*Tasks:*
A - In the flu vaccine article below, how many illnesses did flu vaccination prevent from October 2012 to May 2013?
B - Print the part of the flu vaccine article starting at "Today, the CDC" and ending at "the coming weeks.".

*Extracted text:*
%%

Published December 12, 2013
As influenza activity picks up in some parts of the United States, a new report from the Centers for Disease Control and Prevention (CDC) suggests that vaccinations reduced flu-related illness, doctor visits and hospitalizations by 17 percent last year.
From October 2012 to May 2013, flu vaccination prevented 6.6 million illnesses, according to estimates published today in the CDC's Morbidity and Mortality Weekly Report (MMWR). Nearly half of those illnesses would have required medical treatment. and 79,260 would have resulted in hospitalization, the report claimed.
The benefits of vaccination during the 2012 – 2013 flu season are higher than those for previous seasons dating back to 2005, when the CDC adopted its current model for estimating vaccine impact. Federal health officials attribute this to the intensity of last year's flu season, which they characterized as "moderately severe."
CDC officials said the report shows that flu vaccinations produce substantial health benefits. However, they said the benefits could improve by increasing vaccination rates and producing more effective vaccines.
According to CDC estimates, the effectiveness of flu vaccines vary from 58 percent among children 4 years and younger to 32 percent among seniors 65 and older. However, in 2010, the U.S Food and Drug Administration (FDA) licensed a high-dose vaccine for seniors that appears to produce a more effective immune response than standard-dose vaccines, based on preliminary studies.
And this week, the New England Journal of Medicine published a study sponsored by GlaxoSmithKline showing the pharmaceutical company's FluLaval Quadrivalent vaccine lowered the risk of developing moderate to severe flu illness by 73 percent in children ages 3 to 8. The vaccine reduced overall flu cases in this age group by 55 percent in the study.
Quadrivalent vaccines are designed to protect against four different flu viruses as opposed to standard trivalent vaccines which protect against three. They are part of a growing variety of options for physicians and patients.
The CDC does not recommend one type of flu vaccine over another, yet federal health officials recommend all persons 6 months and older get vaccinated to reduce their chances of getting the flu and infecting others – especially those at high risk for serious complications.
"We do think that influenza vaccine protects oneself but can also reduce the chances that you'll spread the flu to those around you – particularly babies under 6 months who are too young to be vaccinated and the frail elderly whose immune system doesn't respond as well to the vaccine," said Dr. Anne Schuchat, director of the CDC's Center for Global Health.
The CDC estimates that 40 percent of Americans aged 6 months and older received a flu vaccination by the middle of November 2013. That figure is slightly higher than it was the same time in 2012, when flu activity got off to an earlier start.
Today, the CDC announced that seasonal flu activity is increasing in the Southeastern United States, and they expect further increases across the country in the coming weeks.
"Vaccination ideally should occur before flu is circulating widely," said CDC Director Dr. Tom Frieden. "But as long as flu is still spreading, it's not too late to get vaccinated."
Influenza activity typically peaks in January through March. But significant circulation of flu can occur as late as May.
Each year, influenza sickens an average of 5 to 20 percent of the U.S. population and claims anywhere from 3,300 to 49,000 lives, according to government estimates over the past three decades.

%%

*Dataset:*
%%

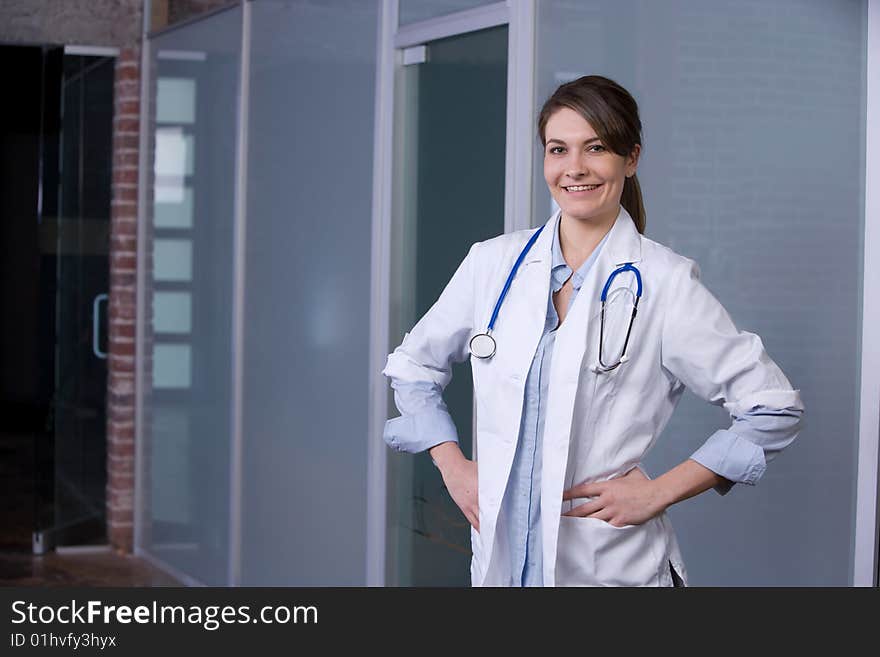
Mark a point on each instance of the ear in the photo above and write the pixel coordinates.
(632, 161)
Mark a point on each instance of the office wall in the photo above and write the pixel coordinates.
(753, 116)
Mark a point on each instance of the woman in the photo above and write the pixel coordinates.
(583, 335)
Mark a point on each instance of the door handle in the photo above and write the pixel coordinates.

%%

*Solved problems:*
A - 6.6 million

B -
Today, the CDC announced that seasonal flu activity is increasing in the Southeastern United States, and they expect further increases across the country in the coming weeks.